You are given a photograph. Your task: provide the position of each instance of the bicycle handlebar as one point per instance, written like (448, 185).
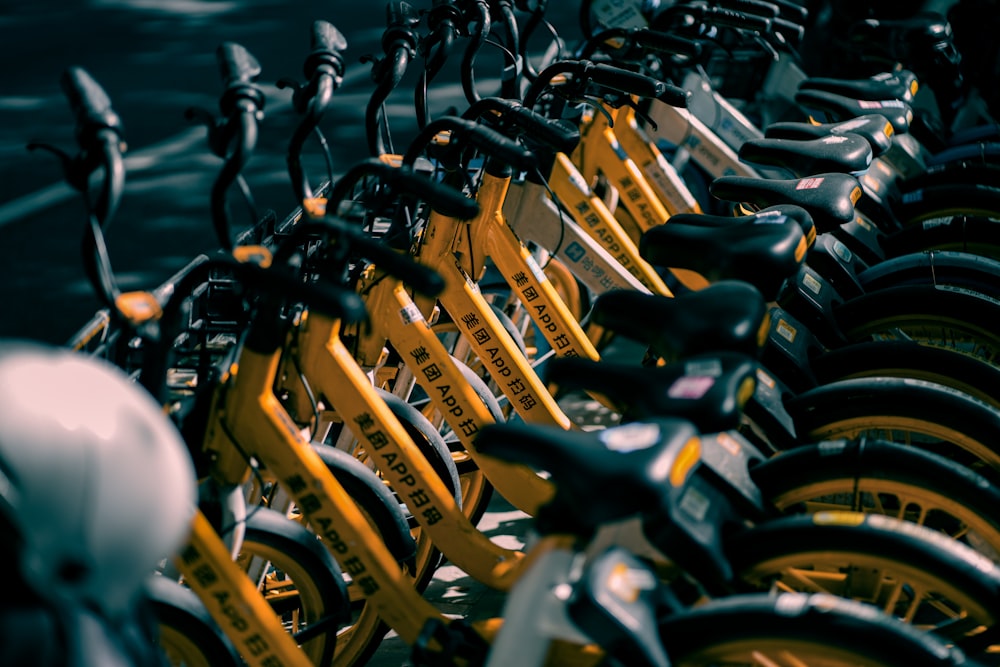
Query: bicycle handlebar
(767, 10)
(422, 279)
(466, 132)
(239, 70)
(331, 299)
(442, 198)
(91, 106)
(731, 18)
(555, 134)
(327, 45)
(609, 77)
(399, 43)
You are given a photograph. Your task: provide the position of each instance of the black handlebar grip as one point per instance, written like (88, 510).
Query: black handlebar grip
(664, 42)
(623, 80)
(791, 31)
(237, 65)
(634, 83)
(497, 146)
(90, 104)
(328, 45)
(326, 37)
(443, 198)
(559, 136)
(768, 10)
(733, 19)
(422, 279)
(333, 300)
(791, 11)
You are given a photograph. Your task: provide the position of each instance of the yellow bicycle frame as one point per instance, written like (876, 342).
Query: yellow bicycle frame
(457, 251)
(334, 374)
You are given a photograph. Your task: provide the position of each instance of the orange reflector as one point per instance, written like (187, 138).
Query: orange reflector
(686, 458)
(834, 518)
(253, 254)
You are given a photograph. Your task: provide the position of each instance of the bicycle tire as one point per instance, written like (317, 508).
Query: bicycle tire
(359, 640)
(880, 477)
(477, 491)
(321, 599)
(924, 414)
(188, 634)
(908, 571)
(819, 630)
(958, 269)
(932, 314)
(432, 446)
(976, 234)
(909, 359)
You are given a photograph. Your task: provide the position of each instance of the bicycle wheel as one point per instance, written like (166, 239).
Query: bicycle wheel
(936, 315)
(360, 638)
(188, 634)
(300, 579)
(922, 414)
(432, 446)
(879, 477)
(476, 488)
(910, 572)
(798, 630)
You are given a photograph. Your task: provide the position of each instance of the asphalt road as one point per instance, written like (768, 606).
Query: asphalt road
(155, 59)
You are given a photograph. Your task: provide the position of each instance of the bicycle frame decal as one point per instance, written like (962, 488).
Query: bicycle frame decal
(434, 369)
(595, 218)
(234, 601)
(535, 217)
(254, 423)
(680, 128)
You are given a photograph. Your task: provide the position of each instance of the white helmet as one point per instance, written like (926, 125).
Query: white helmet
(96, 479)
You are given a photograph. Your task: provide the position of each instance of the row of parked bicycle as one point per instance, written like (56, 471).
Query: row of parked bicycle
(802, 462)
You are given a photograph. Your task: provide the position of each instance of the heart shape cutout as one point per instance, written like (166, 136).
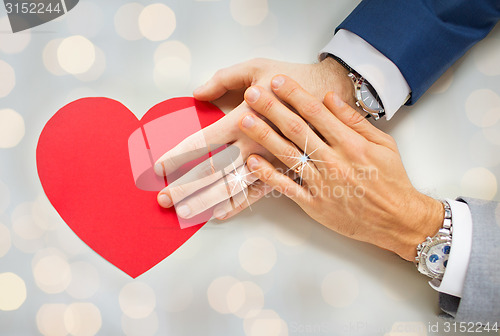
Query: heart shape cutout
(90, 169)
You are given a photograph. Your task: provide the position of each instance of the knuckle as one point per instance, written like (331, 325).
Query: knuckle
(288, 95)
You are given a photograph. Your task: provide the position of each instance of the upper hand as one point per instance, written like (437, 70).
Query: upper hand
(189, 194)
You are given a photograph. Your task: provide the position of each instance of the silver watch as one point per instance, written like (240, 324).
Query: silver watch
(365, 95)
(433, 253)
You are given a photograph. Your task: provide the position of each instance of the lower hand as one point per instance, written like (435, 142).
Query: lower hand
(353, 182)
(203, 188)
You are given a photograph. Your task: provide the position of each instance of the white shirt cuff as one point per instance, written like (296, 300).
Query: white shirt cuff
(461, 245)
(370, 63)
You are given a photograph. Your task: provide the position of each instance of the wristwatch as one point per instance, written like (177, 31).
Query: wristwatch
(365, 95)
(433, 253)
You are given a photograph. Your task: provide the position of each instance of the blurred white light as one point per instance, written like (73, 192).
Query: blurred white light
(486, 56)
(174, 49)
(266, 323)
(245, 299)
(127, 21)
(172, 75)
(5, 240)
(257, 256)
(137, 300)
(480, 183)
(12, 43)
(249, 12)
(340, 288)
(76, 54)
(8, 78)
(217, 293)
(483, 107)
(84, 280)
(12, 291)
(50, 319)
(157, 22)
(51, 272)
(147, 326)
(82, 319)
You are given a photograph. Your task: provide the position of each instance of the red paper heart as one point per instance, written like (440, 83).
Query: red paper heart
(85, 169)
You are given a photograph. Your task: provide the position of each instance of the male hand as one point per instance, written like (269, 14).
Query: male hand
(232, 186)
(353, 182)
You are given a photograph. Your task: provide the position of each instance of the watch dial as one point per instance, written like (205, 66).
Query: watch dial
(437, 258)
(370, 97)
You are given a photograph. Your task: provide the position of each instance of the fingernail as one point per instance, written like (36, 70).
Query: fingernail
(252, 95)
(159, 169)
(164, 200)
(183, 211)
(253, 163)
(337, 101)
(277, 82)
(248, 122)
(220, 213)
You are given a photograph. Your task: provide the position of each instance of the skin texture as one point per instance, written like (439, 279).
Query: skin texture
(353, 182)
(221, 194)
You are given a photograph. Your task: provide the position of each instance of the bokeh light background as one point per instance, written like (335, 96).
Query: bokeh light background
(264, 273)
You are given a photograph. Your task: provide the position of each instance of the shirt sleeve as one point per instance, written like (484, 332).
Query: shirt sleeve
(377, 69)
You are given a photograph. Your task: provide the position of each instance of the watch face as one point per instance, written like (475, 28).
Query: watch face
(369, 97)
(437, 258)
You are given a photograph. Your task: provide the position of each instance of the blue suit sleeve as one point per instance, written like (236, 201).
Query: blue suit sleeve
(423, 37)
===
Make an exact copy of the listing above. Do not include the pictures.

You are given a photograph. Your task: provide the position of each instance of the bicycle handlebar as one point per instance, written like (448, 185).
Query: bicycle handlebar
(767, 10)
(422, 279)
(466, 132)
(239, 70)
(331, 299)
(442, 198)
(91, 106)
(731, 18)
(555, 134)
(327, 45)
(609, 77)
(399, 43)
You are given a photograph. Your task: provide the position of each instance of the black handlebar grip as one point per instance, written like (88, 510).
Query: black handlebar grip
(664, 42)
(623, 80)
(791, 31)
(237, 65)
(634, 83)
(497, 146)
(90, 104)
(328, 45)
(326, 37)
(443, 198)
(559, 136)
(768, 10)
(733, 19)
(422, 279)
(333, 300)
(791, 11)
You are given a photograph. Your task: provide the position of each instance of the yellow bicycle frame as one point per instance, written like (876, 342).
Query: yellow bicycle frame
(457, 251)
(334, 374)
You are given a photograph. Your task: provide the position of each instance of the orange reflector as one point per instance, written like (187, 138).
Query: orange reflector
(686, 458)
(834, 518)
(253, 254)
You are given a photograph. Your task: provide the position of each instance of the bicycle tire as one point per instance, written like (317, 508).
Query: bicycle tire
(359, 640)
(880, 477)
(477, 491)
(321, 599)
(924, 414)
(188, 634)
(908, 571)
(819, 630)
(958, 269)
(932, 314)
(432, 446)
(976, 234)
(909, 359)
You are given a photograph. Your task: provide the position of each instance of the bicycle wheel as one point per instance, written like (166, 239).
Query: bicycle wheel
(936, 315)
(360, 638)
(188, 634)
(300, 579)
(922, 414)
(432, 446)
(879, 477)
(476, 488)
(910, 572)
(798, 630)
You are given a photograph. Your task: provide the position of each instance of the asphalt road as one point per instance, written like (768, 606).
Query: asphalt road
(155, 59)
You are given a photograph. Your task: provide the position of each instance of the bicycle frame decal as one point per instance, written like (962, 488).
Query: bicycle frame decal
(434, 369)
(595, 218)
(234, 601)
(535, 217)
(254, 423)
(680, 128)
You are given a photograph. Your task: provide the position of each instance of the white helmet as one point per instance, written like (926, 125).
Query: white helmet
(96, 479)
You are given a photograph. Your task: provide the position of each instance of the row of parked bicycle as one point per instance, written like (56, 471).
Query: row of parked bicycle
(802, 462)
You are given a photograph. Your task: provide the position of each instance of the heart shape cutout as one point per instance, written like (166, 136).
Query: heart shape cutout
(90, 169)
You are given a photograph. Your task: provide the position of each instance of the knuckle as one point per instance, written like (331, 325).
Query: knuckle
(288, 95)
You are given a photograph. Your task: provide the position of each instance of the upper hand as one point per instance, written like (437, 70).
Query: upper hand
(189, 194)
You are given a photograph. Your task: provide the position of each instance of the silver watch as one point per instance, written like (240, 324).
Query: silver watch
(365, 95)
(433, 253)
You are given a photograph. Your task: provide the position of each instance of the lower hand as one point per instance, written like (435, 142).
Query: lower hand
(353, 182)
(203, 188)
You are given a photograph. Your task: provide the position of each instance of the white shirt cuff as one point per instance, written like (296, 300).
Query: white shirt cuff
(461, 245)
(370, 63)
You are given a photograph. Your task: provide the position of each instance of the wristwatch as one point per instance, written like (177, 31).
Query: wristwatch
(365, 95)
(433, 253)
You are given a photograph. Your task: provide the position of each instance of the blurred white light as one point per instance, written like (73, 192).
Query: blurred white light
(486, 56)
(174, 49)
(266, 323)
(245, 299)
(127, 21)
(172, 75)
(5, 240)
(257, 256)
(137, 300)
(480, 183)
(12, 43)
(249, 12)
(340, 288)
(76, 54)
(8, 78)
(217, 293)
(483, 107)
(84, 280)
(12, 291)
(50, 319)
(157, 22)
(51, 272)
(147, 326)
(82, 319)
You are given a photograph. Your task: provide the position of each instance of the red paper heart as one point per instance, written like (440, 83).
Query: red paper heart
(85, 169)
You are given a photograph. Your task: provide the position of each instance of the male hand as one point per instance, written like (269, 14).
Query: male hand
(232, 186)
(353, 182)
You are given a photograph. Your task: provide the position of each instance of the watch dial as one point per instance, written like (205, 66).
Query: watch dial
(437, 258)
(370, 97)
You are given a photograph. Your task: provide the position of each instance of the fingernail as one point per instance, written like (36, 70).
Query: fingernail
(252, 95)
(159, 169)
(164, 200)
(183, 211)
(253, 163)
(337, 101)
(277, 82)
(248, 122)
(220, 213)
You are given a photograph. Your task: provide the position of each instance of the skin texture as one point per instance, written like (439, 279).
Query: skin texture
(353, 182)
(221, 194)
You are given a photograph. Your task: provide the position of each instance of the bokeh light background as one point per instance, written like (335, 96).
Query: bokeh light background
(264, 273)
You are given a photograph. Your task: provide the position of each instance of the shirt sleeve as one point per instance, written like (484, 332).
Query: shirt sleeve
(377, 69)
You are given a photograph. Your task: provide the position of each instance of the watch face as one point per instance, written like (475, 28).
Query: watch face
(369, 97)
(437, 258)
You are given a photograph. Your task: provide the position of each instance of the blue suit sleeve as one point per instance, written like (236, 201).
Query: blue suit sleeve
(423, 37)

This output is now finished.